Current Implementation: Unified Versioning

Wild Cloud uses a single source of truth for versioning during the development phase (pre-v1.0.0). All components (API, CLI, Web, Package) share the same version number.

Version File Location

wild-cloud/VERSION

Single line file containing the current version (e.g., 0.1.1).

Why Unified Versioning Now?

  • Simplicity: One version to track during development
  • Tight Coupling: Components are developed and released together
  • Development Phase: Pre-1.0.0, breaking changes are expected
  • Easy Migration: Can transition to independent versioning later

Version Format

We follow Semantic Versioning 2.0.0:

MAJOR.MINOR.PATCH

Pre-1.0 Semantics (Current)

  • MAJOR (0): Signals development phase
  • MINOR (0.x): New features, may include breaking changes
  • PATCH (0.1.x): Bug fixes, small improvements

Post-1.0 Semantics (Future)

  • MAJOR: Breaking changes, incompatible API changes
  • MINOR: New features, backward compatible
  • PATCH: Bug fixes only

Workflows

Development Workflow (Iterating on Same Version)

During testing and iteration, update packages without bumping version:

# Make code changes
cd dist
make package-all

# Update existing release (keeps same version)

Pointing and labeling entries
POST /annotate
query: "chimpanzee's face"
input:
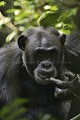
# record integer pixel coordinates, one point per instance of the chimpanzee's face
(42, 53)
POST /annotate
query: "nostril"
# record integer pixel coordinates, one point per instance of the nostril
(46, 65)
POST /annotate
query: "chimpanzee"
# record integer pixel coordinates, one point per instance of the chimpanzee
(34, 68)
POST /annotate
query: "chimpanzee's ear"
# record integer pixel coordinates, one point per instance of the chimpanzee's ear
(62, 38)
(22, 41)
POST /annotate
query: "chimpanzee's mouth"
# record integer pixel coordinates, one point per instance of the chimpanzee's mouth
(42, 79)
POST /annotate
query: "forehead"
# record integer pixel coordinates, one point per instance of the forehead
(43, 38)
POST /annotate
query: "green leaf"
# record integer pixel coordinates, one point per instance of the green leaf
(2, 3)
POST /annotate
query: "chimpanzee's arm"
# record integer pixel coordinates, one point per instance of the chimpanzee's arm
(66, 89)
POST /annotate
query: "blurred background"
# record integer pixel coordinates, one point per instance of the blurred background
(18, 15)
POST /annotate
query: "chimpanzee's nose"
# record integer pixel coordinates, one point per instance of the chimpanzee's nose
(46, 65)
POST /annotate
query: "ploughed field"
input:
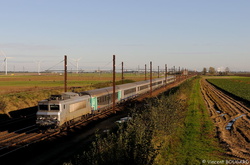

# What needs to be done
Copy word for word the part of the Wild Cloud versioning text that opens with the words "We follow Semantic" and closes with "Post-1.0 Semantics (Future)". The entries aren't needed for any of this.

# Solution to this exercise
We follow Semantic Versioning 2.0.0:

MAJOR.MINOR.PATCH

Pre-1.0 Semantics (Current)

  • MAJOR (0): Signals development phase
  • MINOR (0.x): New features, may include breaking changes
  • PATCH (0.1.x): Bug fixes, small improvements

Post-1.0 Semantics (Future)